Task instructions ->
**1.** Summarize the article on cognitive bias in medical malpractice in two sentences.
**2.** In the article on cognitive bias in medical malpractice, rewrite the stretch from "While she was" through "of their mother.", swapping "surgeon" for "physician".

Mistakes made in the medical field in Fulton County, Georgia can have devastating and even deadly results. Researchers have identified an area of medical malpractice that is known as “cognitive bias.” This term refers to doctors, nurses and other health professionals who make mistakes reading medical charts and labels on medications. These mistakes are done because healthcare workers see what they expect to see instead of what is actual there.
This seems to be the case for a medical mistake that led to the death of a 74-year-old woman. The woman was undergoing a short procedure aimed at relieving her symptoms caused from a back injury. She was injured when she fell in her home and broke several vertebrae. Although she had surgery to fuse her bones and ease her pain, she began to have leg spasms in the weeks after the surgery. A doctor recommended that she undergo another surgery to implant a pump underneath her skin that would deliver medication directly to her spine to help with her pain.
While she was in surgery, her doctor asked for a special dye to be used in the procedure. The pharmacy did not have it, but substituted a different one. After checking the label, the surgeon inject it twice. He had evidently missed the warning on the dye’s label that said it was not to be used inside the spine. The woman came out of anesthesia with severe pain and seizures and died the next day.
The woman’s two sons have filed a medical malpractice lawsuit against the hospital and healthcare professions who were involved with the woman’s care. Hopefully their suit will enable them to be properly compensated for the death of their mother.

Data to examine ->
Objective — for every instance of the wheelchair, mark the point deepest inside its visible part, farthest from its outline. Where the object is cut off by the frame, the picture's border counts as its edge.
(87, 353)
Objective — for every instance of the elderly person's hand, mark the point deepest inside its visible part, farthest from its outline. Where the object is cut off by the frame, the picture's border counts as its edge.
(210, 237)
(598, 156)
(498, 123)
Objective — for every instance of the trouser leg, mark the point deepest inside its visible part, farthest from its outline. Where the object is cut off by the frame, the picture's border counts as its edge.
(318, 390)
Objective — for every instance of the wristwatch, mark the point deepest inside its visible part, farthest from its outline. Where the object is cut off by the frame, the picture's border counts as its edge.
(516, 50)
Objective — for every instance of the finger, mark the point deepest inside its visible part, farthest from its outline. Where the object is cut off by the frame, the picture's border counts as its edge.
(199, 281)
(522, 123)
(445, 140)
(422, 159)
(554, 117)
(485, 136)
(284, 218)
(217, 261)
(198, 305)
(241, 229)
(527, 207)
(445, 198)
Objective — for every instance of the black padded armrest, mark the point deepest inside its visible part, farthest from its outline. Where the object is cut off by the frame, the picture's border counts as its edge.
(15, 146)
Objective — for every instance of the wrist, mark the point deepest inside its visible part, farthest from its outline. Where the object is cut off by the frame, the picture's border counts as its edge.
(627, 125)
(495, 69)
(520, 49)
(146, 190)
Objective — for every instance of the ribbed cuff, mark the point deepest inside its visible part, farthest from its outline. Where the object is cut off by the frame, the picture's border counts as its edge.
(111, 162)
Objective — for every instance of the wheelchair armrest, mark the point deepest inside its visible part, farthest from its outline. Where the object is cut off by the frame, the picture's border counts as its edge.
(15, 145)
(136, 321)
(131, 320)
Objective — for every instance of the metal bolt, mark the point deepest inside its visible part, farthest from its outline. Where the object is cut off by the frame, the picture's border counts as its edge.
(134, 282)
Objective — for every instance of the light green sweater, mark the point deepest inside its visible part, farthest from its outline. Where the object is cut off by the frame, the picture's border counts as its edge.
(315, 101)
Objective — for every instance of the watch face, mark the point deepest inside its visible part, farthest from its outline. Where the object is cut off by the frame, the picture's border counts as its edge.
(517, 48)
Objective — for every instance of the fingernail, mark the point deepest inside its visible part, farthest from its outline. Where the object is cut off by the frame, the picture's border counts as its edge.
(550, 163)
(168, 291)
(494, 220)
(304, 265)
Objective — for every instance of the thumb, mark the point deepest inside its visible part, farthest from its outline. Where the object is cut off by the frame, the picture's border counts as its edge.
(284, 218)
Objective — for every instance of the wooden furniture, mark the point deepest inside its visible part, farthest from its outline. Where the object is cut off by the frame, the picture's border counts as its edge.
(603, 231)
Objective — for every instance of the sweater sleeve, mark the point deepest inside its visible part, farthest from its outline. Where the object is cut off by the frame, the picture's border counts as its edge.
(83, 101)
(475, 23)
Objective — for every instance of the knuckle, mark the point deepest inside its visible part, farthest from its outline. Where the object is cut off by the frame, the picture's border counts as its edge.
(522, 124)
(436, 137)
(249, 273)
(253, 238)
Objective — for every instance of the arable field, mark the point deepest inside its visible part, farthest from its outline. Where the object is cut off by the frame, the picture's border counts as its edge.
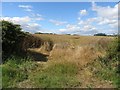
(62, 61)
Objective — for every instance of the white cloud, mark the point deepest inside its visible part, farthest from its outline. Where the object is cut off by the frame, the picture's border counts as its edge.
(106, 12)
(57, 23)
(25, 22)
(26, 7)
(32, 14)
(83, 12)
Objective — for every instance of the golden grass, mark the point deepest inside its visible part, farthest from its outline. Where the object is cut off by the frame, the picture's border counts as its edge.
(77, 49)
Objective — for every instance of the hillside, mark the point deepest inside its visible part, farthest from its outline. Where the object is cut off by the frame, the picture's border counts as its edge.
(64, 61)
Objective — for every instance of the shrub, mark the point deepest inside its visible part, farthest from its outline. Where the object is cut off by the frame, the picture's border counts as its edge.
(11, 38)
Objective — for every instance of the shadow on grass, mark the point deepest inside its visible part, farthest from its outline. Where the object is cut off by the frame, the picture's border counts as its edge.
(38, 56)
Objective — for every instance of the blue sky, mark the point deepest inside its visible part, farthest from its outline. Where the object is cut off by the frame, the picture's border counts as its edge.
(84, 18)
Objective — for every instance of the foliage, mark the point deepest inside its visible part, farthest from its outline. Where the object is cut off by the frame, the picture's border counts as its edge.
(15, 70)
(11, 38)
(56, 75)
(110, 63)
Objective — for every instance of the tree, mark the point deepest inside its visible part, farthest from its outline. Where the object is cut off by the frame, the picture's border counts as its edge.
(11, 38)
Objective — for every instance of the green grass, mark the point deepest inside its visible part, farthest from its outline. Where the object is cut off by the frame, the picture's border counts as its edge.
(56, 76)
(108, 65)
(15, 70)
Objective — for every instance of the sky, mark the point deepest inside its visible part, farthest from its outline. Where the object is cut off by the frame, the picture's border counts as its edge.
(83, 18)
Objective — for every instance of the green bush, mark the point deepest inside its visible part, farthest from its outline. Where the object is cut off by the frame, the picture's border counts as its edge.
(110, 63)
(56, 76)
(11, 38)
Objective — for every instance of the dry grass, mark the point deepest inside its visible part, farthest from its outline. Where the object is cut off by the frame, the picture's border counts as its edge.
(78, 49)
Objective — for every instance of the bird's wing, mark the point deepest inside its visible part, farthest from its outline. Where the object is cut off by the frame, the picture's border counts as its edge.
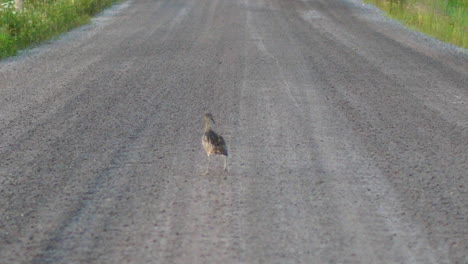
(218, 142)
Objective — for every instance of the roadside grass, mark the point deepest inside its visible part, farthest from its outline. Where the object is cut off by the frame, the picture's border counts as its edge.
(41, 20)
(446, 20)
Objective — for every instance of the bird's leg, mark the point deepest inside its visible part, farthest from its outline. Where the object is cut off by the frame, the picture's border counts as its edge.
(225, 163)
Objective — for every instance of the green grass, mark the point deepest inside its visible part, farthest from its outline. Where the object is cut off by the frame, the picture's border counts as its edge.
(446, 20)
(40, 20)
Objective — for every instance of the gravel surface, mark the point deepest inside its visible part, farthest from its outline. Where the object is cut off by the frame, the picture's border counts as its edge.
(347, 134)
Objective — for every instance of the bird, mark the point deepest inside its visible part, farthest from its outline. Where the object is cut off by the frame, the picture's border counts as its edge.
(212, 142)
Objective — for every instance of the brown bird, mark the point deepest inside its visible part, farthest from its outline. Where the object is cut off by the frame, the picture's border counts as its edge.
(212, 142)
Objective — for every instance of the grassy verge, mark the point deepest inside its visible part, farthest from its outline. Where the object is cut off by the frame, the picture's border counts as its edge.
(40, 20)
(446, 20)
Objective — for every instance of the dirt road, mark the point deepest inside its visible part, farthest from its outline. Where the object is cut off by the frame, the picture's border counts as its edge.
(347, 134)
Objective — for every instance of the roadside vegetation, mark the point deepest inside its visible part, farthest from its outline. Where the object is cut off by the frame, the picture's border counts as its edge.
(40, 20)
(446, 20)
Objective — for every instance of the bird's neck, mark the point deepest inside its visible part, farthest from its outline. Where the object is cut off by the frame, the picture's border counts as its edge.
(207, 125)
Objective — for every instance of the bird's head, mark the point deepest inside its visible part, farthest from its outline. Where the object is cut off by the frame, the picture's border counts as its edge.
(209, 116)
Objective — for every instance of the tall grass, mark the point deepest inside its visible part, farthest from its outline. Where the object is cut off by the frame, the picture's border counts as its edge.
(446, 20)
(40, 20)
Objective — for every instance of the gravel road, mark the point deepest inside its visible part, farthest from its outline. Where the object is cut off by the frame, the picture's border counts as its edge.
(347, 134)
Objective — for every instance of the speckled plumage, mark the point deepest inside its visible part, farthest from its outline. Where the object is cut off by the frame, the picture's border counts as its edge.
(212, 142)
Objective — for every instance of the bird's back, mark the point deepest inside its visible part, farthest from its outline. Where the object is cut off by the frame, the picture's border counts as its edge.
(214, 143)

Responses in order ->
**1.** Researchers have identified "cognitive bias" as an area of medical malpractice in which health professionals misread medical charts and medication labels because they see what they expect to see. A 74-year-old woman died the day after her surgeon injected a substitute dye into her spine despite a label warning against that use, and her two sons have filed a medical malpractice lawsuit against the hospital and those involved in her care.

**2.**
While she was in surgery, her doctor asked for a special dye to be used in the procedure. The pharmacy did not have it, but substituted a different one. After checking the label, the physician inject it twice. He had evidently missed the warning on the dye’s label that said it was not to be used inside the spine. The woman came out of anesthesia with severe pain and seizures and died the next day.
The woman’s two sons have filed a medical malpractice lawsuit against the hospital and healthcare professions who were involved with the woman’s care. Hopefully their suit will enable them to be properly compensated for the death of their mother.